Supplied text:
★ ★ ★
At 05:56 PM 2/6/01 -0500, Bob Sciamanda intended to write:

For the general case of N conductors, the charge on the jth one is given

by:

Qi = SUM{Ci,j * Vj}

In this matrix equation Vj is the potential of the jth conductor and the

Cij (functions of geometry) are called the coefficients of capacitance .

These are probably what John is thinking of.

Yes, indeedee; thanks, Bob.

We can turn this around to create an operational definition of the

capacitance matrix elements:

Cij = Qi / Vj where object j has nonzero voltage Vj

and all other objects are held at Vi=0

and we take the obvious limit if Vj is zero also.

Similarly the small-signal capacitance is

Cij = dQi / dVj where all objects except object j are

held at Vi = constant

And for linear systems, which is what we are talking about, the foregoing

are equivalent.

Physics: Gauge invariance requires Cij to be symmetric:

Cij = Cji

Physics: Charge conservation requires each row (and/or column) to sum to zero

SUM_j Cij = 0 for all i

if (!) the sum runs over all relevant objects.
★ ★ ★
Given records:
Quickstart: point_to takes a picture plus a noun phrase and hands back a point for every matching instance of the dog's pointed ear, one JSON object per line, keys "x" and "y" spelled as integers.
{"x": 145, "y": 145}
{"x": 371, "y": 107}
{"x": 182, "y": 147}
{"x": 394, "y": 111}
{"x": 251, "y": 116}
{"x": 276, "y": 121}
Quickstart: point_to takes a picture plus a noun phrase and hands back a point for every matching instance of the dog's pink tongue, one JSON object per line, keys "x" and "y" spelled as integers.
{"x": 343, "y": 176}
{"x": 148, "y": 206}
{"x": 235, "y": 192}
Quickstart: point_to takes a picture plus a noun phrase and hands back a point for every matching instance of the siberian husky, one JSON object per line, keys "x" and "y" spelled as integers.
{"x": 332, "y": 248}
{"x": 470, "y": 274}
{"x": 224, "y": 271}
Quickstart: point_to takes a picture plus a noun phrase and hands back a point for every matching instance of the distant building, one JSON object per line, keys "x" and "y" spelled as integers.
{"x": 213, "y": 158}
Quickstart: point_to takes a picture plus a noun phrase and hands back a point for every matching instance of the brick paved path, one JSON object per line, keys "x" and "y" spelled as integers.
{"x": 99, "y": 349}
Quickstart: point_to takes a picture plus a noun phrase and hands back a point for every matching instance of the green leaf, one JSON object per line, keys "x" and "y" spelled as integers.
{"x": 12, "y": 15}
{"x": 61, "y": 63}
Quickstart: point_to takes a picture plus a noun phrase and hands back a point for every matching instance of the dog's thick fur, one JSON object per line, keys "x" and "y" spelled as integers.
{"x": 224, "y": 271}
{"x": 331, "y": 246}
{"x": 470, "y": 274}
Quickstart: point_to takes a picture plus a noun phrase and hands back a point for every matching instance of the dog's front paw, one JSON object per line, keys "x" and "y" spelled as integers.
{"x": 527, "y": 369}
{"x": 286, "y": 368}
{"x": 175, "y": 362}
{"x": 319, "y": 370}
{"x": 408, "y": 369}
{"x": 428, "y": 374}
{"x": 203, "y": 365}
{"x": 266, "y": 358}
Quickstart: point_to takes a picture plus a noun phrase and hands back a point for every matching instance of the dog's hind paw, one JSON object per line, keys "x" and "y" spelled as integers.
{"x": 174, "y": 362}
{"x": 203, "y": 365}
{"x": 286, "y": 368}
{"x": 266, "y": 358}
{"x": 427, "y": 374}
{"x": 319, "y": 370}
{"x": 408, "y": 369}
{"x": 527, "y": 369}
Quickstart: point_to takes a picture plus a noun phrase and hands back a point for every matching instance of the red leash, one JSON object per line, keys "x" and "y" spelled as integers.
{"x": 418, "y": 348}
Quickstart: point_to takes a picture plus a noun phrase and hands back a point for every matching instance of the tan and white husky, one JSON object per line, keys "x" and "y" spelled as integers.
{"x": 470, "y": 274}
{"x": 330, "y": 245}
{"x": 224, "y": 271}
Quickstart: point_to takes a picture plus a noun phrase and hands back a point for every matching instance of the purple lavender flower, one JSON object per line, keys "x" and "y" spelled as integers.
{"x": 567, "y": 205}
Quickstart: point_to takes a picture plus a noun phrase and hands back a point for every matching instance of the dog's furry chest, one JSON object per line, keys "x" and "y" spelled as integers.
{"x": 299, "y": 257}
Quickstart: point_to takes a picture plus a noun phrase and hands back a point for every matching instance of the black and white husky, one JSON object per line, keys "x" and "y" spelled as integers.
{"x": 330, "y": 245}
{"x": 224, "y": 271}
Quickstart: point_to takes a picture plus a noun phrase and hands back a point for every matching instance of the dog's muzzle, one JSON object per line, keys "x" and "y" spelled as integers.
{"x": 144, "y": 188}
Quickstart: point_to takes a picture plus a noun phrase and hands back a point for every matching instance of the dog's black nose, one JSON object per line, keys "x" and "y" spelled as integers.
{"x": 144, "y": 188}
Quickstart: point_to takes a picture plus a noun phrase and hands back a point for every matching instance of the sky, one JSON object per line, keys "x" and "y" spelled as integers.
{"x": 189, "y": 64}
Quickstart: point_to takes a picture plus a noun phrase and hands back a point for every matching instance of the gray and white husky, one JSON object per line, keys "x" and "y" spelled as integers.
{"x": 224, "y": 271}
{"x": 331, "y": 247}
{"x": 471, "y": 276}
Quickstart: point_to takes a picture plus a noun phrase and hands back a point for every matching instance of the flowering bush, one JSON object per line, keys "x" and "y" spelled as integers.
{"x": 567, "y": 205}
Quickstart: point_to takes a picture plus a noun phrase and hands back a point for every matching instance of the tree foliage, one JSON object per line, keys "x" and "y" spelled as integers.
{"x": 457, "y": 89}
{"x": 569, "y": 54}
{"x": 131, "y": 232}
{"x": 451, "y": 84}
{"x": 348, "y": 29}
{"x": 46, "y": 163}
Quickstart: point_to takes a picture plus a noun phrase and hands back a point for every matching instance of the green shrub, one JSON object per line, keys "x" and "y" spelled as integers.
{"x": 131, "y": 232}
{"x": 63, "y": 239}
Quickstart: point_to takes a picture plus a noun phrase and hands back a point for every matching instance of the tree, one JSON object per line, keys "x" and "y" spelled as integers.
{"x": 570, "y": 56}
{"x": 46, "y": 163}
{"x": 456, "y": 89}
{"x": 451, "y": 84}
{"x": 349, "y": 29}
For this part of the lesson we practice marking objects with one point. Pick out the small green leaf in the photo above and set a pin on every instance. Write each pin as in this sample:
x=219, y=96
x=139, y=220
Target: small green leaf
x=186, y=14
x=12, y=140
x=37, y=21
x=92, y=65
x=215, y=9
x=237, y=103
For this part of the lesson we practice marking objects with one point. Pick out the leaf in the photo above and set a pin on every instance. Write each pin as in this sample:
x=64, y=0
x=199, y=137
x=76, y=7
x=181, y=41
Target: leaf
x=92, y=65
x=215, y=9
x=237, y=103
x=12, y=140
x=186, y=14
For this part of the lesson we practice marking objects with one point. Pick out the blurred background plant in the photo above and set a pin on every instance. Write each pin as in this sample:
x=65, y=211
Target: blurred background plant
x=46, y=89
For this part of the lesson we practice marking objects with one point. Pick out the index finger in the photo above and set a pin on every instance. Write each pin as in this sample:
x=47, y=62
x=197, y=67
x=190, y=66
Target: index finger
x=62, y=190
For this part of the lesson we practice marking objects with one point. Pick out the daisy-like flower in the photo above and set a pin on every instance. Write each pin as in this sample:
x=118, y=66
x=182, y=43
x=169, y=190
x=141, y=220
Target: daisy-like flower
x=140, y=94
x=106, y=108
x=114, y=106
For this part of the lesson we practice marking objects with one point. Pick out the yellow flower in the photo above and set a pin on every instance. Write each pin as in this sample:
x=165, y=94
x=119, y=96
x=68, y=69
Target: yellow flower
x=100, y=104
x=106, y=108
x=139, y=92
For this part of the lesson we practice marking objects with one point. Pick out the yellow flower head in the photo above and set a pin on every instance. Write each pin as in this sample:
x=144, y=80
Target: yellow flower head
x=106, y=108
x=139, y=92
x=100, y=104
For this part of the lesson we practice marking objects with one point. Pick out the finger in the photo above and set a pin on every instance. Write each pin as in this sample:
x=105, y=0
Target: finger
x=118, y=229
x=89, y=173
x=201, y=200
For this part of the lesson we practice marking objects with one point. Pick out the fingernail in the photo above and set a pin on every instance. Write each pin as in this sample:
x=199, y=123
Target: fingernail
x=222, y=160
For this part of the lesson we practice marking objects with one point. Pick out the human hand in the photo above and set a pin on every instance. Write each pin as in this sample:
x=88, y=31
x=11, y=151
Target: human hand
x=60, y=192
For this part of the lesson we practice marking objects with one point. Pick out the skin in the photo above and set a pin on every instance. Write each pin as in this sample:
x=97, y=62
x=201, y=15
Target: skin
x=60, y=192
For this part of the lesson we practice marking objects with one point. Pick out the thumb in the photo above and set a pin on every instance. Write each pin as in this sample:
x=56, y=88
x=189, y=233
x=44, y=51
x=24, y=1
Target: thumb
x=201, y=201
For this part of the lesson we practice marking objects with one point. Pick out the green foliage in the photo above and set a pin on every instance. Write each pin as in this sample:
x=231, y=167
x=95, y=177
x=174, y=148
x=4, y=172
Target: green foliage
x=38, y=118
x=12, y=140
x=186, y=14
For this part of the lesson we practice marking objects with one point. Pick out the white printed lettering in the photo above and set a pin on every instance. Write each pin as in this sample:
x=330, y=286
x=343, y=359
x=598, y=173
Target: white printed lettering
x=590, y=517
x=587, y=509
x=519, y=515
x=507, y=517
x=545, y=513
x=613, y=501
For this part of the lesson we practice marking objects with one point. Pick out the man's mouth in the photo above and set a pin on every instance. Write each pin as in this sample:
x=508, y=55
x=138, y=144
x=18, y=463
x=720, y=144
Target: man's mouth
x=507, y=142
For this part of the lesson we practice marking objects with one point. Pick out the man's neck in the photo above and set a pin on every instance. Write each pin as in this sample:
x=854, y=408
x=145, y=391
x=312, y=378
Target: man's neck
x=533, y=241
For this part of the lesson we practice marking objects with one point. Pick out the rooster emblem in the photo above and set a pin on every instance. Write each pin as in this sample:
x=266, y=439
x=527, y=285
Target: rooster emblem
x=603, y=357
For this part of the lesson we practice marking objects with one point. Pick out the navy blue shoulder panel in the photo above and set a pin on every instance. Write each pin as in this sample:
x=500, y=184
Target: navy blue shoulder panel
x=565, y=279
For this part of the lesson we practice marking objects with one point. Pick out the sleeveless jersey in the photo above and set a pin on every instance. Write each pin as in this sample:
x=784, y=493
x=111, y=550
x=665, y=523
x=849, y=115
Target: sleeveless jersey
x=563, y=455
★ ★ ★
Exercise task A:
According to the passage on coefficients of capacitance, what does gauge invariance require of the matrix elements Cij?
Exercise task B:
Carry the passage on the capacitance matrix forward, beginning right after its final line.

Exercise response A:
Gauge invariance requires Cij to be symmetric, so that Cij = Cji.

Exercise response B:
Terminology: The diagonal elements are called the self-capacitances, and

the off-diagonal elements are commonly called (-1) times the mutual

capacitances. People commonly throw in the (-1) so the mutual capacitance

comes out to be a positive number; other people leave out the (-1) and

just report all mutual capacitances as negative numbers. This situation

will snare the unwary in either case. No matter what English words you

attach to it, the off-diagonal matrix element Cij is a negative number.

===================

You can use the spreadsheet I presented in my previous note to calculate

self-capacitances and mutual capacitances.

http://www.monmouth.com/~jsd/physics/laplace.xls

In addition to the potential-grid and the |field|-grid, there is a

charge-density-grid (proportional to the Laplacian of the

potential-grid). So you can put in some objects on the potential-grid at

suitable voltages and observe the induced charges.